■ What to produce ■
Copy the passage of the probiotic article between "A new clinical" and "products by manufacturers.", inclusive, word for word.

Probiotic could boost protein absorption from plant-based food

Kerry Taste & Nutrition (APMEA)

Friday, 22 July, 2022

Probiotic could boost protein absorption from plant-based food

A new clinical study suggests that BC30, a commercial spore-forming probiotic, could help to boost protein absorption from plant sources. Produced by Kerry’s ProActive Health brand, the probiotic can be added to food and beverage products by manufacturers.

The study involved 30 women aged between 50 and 70 years old consuming plant-based drinks with or without the BC30 added. Those that had the probiotic-enhanced beverages had higher levels of amino acids (which are a building block of protein for the body) than those who had the regular kind.

Protein is an important component of human survival and is used in all sorts of bodily functions, such as muscle growth and healing, and older people tend to need more of it to perform the same functions.

The study’s finding may prove important given that other research suggests plant-based meat replacements do not pack the protein punch previously expected. Recently, Ohio State University food scientists found that meat alternatives were not as useful a source of protein as animal meat is, leading the researchers to suggest that substances that boost its absorption would be beneficial for plant-based meats.

John Quilter, Kerry VP of Global Portfolio – ProActive Health, said: “Previous research has indicated the potential of BC30 to support protein absorption from plant-based sources, but this is the first human clinical study to do so. We’re now able to say that BC30 supports protein absorption from both dairy and plant sources — it’s another benefit that makes it the leading spore-forming probiotic.

■ Dataset entries ■
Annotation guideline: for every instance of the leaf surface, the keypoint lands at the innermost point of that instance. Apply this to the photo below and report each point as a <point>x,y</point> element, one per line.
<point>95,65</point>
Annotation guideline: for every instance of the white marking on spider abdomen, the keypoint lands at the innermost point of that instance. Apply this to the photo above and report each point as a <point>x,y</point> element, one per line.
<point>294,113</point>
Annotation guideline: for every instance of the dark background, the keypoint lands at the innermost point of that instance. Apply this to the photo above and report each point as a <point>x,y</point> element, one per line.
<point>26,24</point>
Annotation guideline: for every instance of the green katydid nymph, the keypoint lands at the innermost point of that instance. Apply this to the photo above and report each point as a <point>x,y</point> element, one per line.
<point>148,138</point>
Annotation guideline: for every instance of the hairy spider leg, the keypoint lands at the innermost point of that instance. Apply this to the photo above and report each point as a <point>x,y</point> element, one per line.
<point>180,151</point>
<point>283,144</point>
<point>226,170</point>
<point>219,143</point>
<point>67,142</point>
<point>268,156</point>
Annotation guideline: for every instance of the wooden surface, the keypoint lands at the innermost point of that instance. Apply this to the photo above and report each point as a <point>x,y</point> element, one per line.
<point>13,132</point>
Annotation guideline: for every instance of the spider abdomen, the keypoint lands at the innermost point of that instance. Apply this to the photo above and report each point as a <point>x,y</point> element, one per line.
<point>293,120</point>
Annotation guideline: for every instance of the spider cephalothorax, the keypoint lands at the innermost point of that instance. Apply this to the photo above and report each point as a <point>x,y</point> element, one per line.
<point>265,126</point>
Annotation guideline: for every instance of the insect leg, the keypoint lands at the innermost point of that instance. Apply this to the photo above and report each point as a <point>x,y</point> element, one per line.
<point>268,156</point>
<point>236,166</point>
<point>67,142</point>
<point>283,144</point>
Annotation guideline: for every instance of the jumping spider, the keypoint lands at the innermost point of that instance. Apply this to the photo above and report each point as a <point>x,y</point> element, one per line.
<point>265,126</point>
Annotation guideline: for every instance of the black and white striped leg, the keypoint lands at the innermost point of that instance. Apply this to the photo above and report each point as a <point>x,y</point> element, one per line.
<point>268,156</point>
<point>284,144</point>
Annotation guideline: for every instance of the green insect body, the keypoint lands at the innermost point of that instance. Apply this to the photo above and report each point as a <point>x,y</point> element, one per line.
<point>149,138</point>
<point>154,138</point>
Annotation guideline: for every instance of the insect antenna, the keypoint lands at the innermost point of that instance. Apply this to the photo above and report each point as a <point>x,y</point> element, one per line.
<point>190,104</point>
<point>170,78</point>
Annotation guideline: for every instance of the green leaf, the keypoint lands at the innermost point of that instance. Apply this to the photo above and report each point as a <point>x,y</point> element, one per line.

■ Your response ■
A new clinical study suggests that BC30, a commercial spore-forming probiotic, could help to boost protein absorption from plant sources. Produced by Kerry’s ProActive Health brand, the probiotic can be added to food and beverage products by manufacturers.